Work instructions —
A: According to the post about lavender, where was the photo of lavender taken?
B: Extend the post about growing lavender, starting after its final sentence.

Friday, March 27, 2015

Lavender


Isn't lavender gorgeous?  I took this photo in Moscow, Idaho, where the stuff was growing carelessly in absolute heaps, as if it were a particularly prolific weed.  I've tried growing it, but it seems to sense my potential for neglect and simply refuses to cooperate.  The difference between reality and what happens in my mind's eye is often quite stark.  I've done the most amazing things in my mind as I've planned extensive herb and flower gardens in which I harvest and dry things, extract essential oils, make home remedies from wildflowers and weeds, create healing tinctures and teas.  Every time I read something about that, it sets my mind in motion, but the motion seems to stop there.  Because I can't grow lavender.  Not only that, but I've discovered that thinking about work is considerably easier than actually working.  And I can't grow lavender.  You know what?  That's absurd.  I'm taking the Lavender Challenge.  This is the year that I shall overcome the blackness of my thumb!  I will have fields of lavender, bushels and bushels of the stuff.  I shall become the Lavender Queen!   I'll start my own business selling lavender essential oil, lavender scented soap (homemade of course), lavender infused hot chocolate, lavender mosquito spray, everything lavender!!

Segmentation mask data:

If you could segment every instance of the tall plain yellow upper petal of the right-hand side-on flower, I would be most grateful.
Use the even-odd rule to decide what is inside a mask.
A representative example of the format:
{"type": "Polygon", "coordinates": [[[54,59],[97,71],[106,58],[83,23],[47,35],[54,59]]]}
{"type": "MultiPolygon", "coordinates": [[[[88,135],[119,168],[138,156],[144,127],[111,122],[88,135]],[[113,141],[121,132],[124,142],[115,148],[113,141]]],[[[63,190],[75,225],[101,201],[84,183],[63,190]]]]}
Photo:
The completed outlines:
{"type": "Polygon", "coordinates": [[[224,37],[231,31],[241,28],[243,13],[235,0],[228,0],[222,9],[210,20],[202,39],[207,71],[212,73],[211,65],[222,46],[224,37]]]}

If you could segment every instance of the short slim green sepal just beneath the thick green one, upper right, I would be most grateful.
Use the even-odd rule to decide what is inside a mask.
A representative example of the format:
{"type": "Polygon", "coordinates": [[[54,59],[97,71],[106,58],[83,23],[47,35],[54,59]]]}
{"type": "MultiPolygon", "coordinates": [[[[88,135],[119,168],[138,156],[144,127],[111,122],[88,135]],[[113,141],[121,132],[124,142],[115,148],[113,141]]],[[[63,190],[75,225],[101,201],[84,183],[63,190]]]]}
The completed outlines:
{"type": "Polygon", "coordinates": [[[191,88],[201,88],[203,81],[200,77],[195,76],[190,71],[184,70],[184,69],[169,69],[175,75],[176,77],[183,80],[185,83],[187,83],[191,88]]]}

Responses to the exercise —
A: Moscow, Idaho.

B:
And now you know how my mind's eye works.  It doesn't take much for me to get carried away.  I think I'll stop now, mostly because (forgive me for repeating myself) I just can't grow lavender.  Sigh.

Cool update: I wrote this a year ago but never published it.  Last summer I successfully grew lavender!


These two photos represent pretty much my whole lavender crop, but I consider it a fine start. And here's something else cool;  I did a little research about lavender in the Bible and came up with this:

Lavender is often mentioned in the Bible, not by the name lavender but rather by the name used at that time, spikenard. In the gospel of Luke the writer reports: "Then took Mary a pound of ointment of spikenard, very costly, and anointed the feet of Jesus, and wiped his feet with her hair; and the house was filled with the odor of the ointment."

The name "lavender" is a definite upgrade from "spikenard," in my opinion.  Apparently the Romans had something to do with that:

The Greeks and the Romans bathed in lavender scented water and it was from the Latin word "lavo" meaning "to wash" that the herb took its name.

At any rate,  the Lavender Challenge has been met!  Can lavender infused hot chocolate be far behind?  I'm going to catch up with my mind's eye yet, you'll see...

For the beauty of the earth
For the triumph of the skies
For the love which from our birth
Over and around us lies
Lord of all, to Thee we raise
This our hymn of grateful praise!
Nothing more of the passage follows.